### REQUEST
Transcribe the data in full and exactly, omitting any pictures.

### SUPPLIED INFORMATION
⟨
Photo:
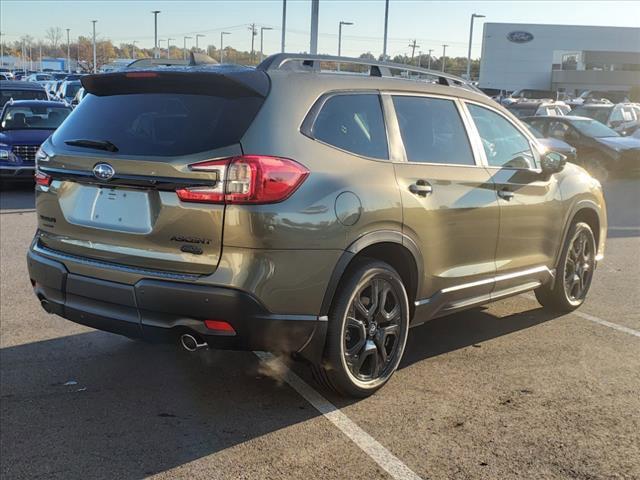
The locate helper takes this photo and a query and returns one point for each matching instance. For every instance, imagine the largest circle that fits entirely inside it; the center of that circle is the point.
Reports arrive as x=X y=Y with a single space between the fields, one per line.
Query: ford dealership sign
x=520 y=37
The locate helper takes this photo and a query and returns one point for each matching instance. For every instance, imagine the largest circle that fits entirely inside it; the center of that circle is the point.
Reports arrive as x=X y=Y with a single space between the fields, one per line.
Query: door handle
x=506 y=194
x=421 y=188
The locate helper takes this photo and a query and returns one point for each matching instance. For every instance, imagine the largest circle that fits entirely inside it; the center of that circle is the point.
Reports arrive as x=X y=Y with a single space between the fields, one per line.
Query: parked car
x=528 y=108
x=24 y=125
x=276 y=208
x=601 y=150
x=78 y=98
x=591 y=95
x=528 y=94
x=554 y=144
x=624 y=118
x=68 y=89
x=20 y=91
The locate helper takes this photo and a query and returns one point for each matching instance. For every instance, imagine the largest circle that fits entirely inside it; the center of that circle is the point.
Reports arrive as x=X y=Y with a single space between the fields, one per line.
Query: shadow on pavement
x=17 y=196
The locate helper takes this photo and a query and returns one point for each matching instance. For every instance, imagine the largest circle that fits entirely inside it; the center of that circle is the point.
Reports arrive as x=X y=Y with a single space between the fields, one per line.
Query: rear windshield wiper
x=97 y=144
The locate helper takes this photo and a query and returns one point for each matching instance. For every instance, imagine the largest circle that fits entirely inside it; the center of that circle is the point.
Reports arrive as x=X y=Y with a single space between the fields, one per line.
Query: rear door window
x=160 y=124
x=353 y=122
x=432 y=131
x=504 y=144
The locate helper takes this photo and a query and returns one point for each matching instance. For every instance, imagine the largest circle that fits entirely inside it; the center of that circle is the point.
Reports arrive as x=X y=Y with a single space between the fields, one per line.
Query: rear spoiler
x=224 y=81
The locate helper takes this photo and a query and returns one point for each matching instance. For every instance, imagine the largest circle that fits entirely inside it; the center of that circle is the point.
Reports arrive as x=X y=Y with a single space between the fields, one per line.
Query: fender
x=585 y=203
x=368 y=239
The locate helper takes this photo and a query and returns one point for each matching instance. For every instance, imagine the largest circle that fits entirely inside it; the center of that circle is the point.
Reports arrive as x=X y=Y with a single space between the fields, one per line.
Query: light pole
x=444 y=58
x=284 y=24
x=184 y=48
x=95 y=65
x=473 y=17
x=155 y=33
x=386 y=25
x=198 y=35
x=340 y=34
x=68 y=52
x=262 y=29
x=222 y=34
x=315 y=14
x=169 y=47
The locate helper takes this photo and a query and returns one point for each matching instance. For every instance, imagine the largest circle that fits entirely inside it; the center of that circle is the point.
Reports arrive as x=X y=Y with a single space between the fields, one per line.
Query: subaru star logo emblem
x=103 y=171
x=520 y=37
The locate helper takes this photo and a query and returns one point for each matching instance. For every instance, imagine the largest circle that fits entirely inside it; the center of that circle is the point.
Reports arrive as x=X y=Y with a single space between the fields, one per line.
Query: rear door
x=123 y=160
x=449 y=203
x=531 y=220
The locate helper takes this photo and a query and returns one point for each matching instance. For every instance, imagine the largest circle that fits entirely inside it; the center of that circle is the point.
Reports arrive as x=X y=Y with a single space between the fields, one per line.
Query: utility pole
x=315 y=14
x=169 y=47
x=222 y=34
x=252 y=27
x=284 y=24
x=198 y=35
x=68 y=52
x=413 y=45
x=386 y=26
x=262 y=29
x=444 y=56
x=95 y=65
x=473 y=17
x=184 y=48
x=155 y=33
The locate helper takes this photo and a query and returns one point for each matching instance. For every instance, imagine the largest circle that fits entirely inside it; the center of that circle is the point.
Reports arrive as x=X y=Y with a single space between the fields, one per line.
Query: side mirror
x=552 y=162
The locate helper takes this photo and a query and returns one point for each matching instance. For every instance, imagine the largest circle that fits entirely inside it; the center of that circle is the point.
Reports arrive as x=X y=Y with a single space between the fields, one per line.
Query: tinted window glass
x=432 y=131
x=164 y=124
x=503 y=143
x=353 y=123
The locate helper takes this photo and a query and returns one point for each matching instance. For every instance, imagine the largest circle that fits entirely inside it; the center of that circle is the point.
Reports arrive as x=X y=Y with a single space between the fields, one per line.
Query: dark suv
x=292 y=209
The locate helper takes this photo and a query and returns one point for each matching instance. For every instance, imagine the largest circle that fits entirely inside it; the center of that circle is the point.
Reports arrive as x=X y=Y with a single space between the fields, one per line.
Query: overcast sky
x=431 y=23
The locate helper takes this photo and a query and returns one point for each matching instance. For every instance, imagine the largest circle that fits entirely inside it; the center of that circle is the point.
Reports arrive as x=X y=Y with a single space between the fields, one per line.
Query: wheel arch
x=389 y=246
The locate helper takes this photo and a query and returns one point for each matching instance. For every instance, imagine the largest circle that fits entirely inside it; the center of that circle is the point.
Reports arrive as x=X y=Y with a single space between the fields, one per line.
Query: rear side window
x=432 y=131
x=353 y=123
x=160 y=124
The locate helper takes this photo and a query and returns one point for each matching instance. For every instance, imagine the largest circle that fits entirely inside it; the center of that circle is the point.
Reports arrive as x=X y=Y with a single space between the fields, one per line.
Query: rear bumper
x=160 y=311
⟩
### WRITTEN RESPONSE
Photo:
The locate helper takes this photo and a query and returns one point for each matching instance. For every instance, imagine the largest circle that fits entirely inside it; the center of that circle is the point.
Reports arrive as x=X y=Y with a single space between the fields, one per line.
Query: ford dealership sign
x=520 y=37
The locate helper takes this photo and a query and returns one point for each matching instance. For every instance, imagine the largest circle that fits entirely inside it; the center of that circle is the point.
Reports arrive as x=X y=Y with a single space between the fields, one per line.
Query: door handle
x=506 y=194
x=421 y=188
The locate helper takes this photo and a query and returns one point for each matching instance. For every instance, imagine the largest circle that fits entirely inside it; the center of that circle is the point.
Reports arrive as x=X y=Y with a single space between the fields, one per line.
Query: parked car
x=528 y=108
x=24 y=125
x=276 y=208
x=601 y=150
x=78 y=98
x=591 y=95
x=528 y=94
x=554 y=144
x=624 y=118
x=68 y=89
x=20 y=91
The locate helper takes this photo and a query and returns one point for each matching instance. For every instance, imagine the largest circle that fits entirely inside it; the center of that circle is the point.
Reports arrive as x=X y=Y with a single space between the fields, one per line.
Query: shadow on pavement
x=17 y=196
The locate helper takes this photo and a query and returns one point for each matching instance. For every instance, imagine the largest circle that fits entirely inside it; the center of that circle is the point.
Reports arrive as x=X y=Y with a single space between the fields, one per line.
Query: rear windshield wiper
x=97 y=144
The locate helper takes this photo and a query and returns one point for each matching instance. For every instance, imagine the largest circle that fits entirely inside it; the center of that circle is the point.
Reports arrive as x=X y=Y with a single space between the fields, one per line.
Query: rear door window
x=160 y=124
x=353 y=122
x=432 y=131
x=504 y=144
The locate helper takes this photo and a query and returns one point for each matching instance. For every instance, imagine the largest circle that fits entirely inside it; the center of that circle is the point.
Reports arrive as x=X y=Y with a single space between the fields, one per line.
Query: rear spoiler
x=224 y=81
The locate helper takes this photo and a query and returns one point for each matching instance. For every instance, imagine the largest circle that fits entirely inside it; the center of that circle is the point.
Reports arrive as x=X y=Y with a single space between the fields, one per line.
Query: fender
x=585 y=203
x=368 y=239
The locate helper takes this photo and a query and returns one point for each matching instance. For every instance, imagine the largest circle that fits entirely inside it; the center of that circle is the point.
Reports arrive as x=X y=Y with a single space between the fields, one per line.
Query: light pole
x=444 y=58
x=284 y=24
x=184 y=48
x=95 y=65
x=473 y=17
x=155 y=33
x=386 y=25
x=198 y=35
x=340 y=34
x=68 y=52
x=262 y=29
x=222 y=34
x=315 y=14
x=169 y=47
The locate helper takes this photo and a query and returns one point for each matching instance. For every instance, imagine the largest circle that fits entirely inside it; the center of that circle is the point.
Reports arrive as x=X y=Y with a single space between the fields, one per line.
Query: subaru star logo emblem
x=103 y=171
x=520 y=37
The locate helper takes this photo and a query and returns one point for each matching instance. For every instance, imagine the largest circle that fits entirely inside it; the center of that circle is the point.
Reports arrive as x=X y=Y with a single space between the fields, one per line.
Query: rear door
x=123 y=160
x=449 y=203
x=531 y=220
The locate helper takes this photo and a query and returns one point for each matching instance. For every instance, imagine the largest circle that fits entirely inside it; the center of that circle is the point.
Reports arrive as x=X y=Y with a single space between the fields, one per line.
Query: utility pole
x=315 y=14
x=169 y=47
x=222 y=34
x=252 y=27
x=284 y=24
x=198 y=35
x=68 y=52
x=413 y=45
x=386 y=26
x=262 y=29
x=444 y=56
x=95 y=65
x=473 y=17
x=184 y=48
x=155 y=33
The locate helper takes this photo and a query and returns one point for each matching instance. For every instance, imagine the largest circle that fits entirely inside it; the center of that circle is the point.
Reports arrive as x=X y=Y with a single space between the fields, one per line.
Query: side mirror
x=552 y=162
The locate helper takes this photo and a query and returns one point for each matching instance. For every instance, imagine the largest circle that fits entirely inside it; the center of that circle is the point.
Reports arrive as x=X y=Y with a single space between the fields, one per line.
Query: tinted window glass
x=432 y=131
x=164 y=124
x=503 y=143
x=353 y=123
The locate helper takes this photo and a query and returns one point for each matching instance. For every instance, imagine the largest circle that fits entirely inside it; the center of that circle is the point.
Reports arrive as x=X y=Y with a single space between the fields, one per line.
Query: dark suv
x=292 y=209
The locate helper takes this photo and a query and returns one point for each matching instance. For every instance, imagine the largest circle that fits entirely inside it; the center of that circle is the point.
Reports arrive as x=X y=Y with a single space between the fields, one per line.
Query: overcast sky
x=431 y=23
The locate helper takes this photo and a query and returns one point for each matching instance. For every instance, imagine the largest circle that fits entirely inside it; the center of that circle is the point.
Reports arrive as x=X y=Y with a single space between the fields, one per line.
Query: wheel arch
x=389 y=246
The locate helper takes this photo and a query and returns one point for each matching instance. For every instance, imagine the largest circle that fits entirely inside it; the center of that circle is the point.
Reports arrive as x=X y=Y with a single space between the fields, one per line.
Query: rear side window
x=432 y=131
x=353 y=123
x=160 y=124
The locate helper takes this photo and a query and returns one point for each matching instance. For every instance, imagine the largest circle that fits entirely inside it; the center of that circle is the point.
Reports arrive as x=X y=Y with a single space between the fields, one per line.
Query: rear bumper
x=160 y=311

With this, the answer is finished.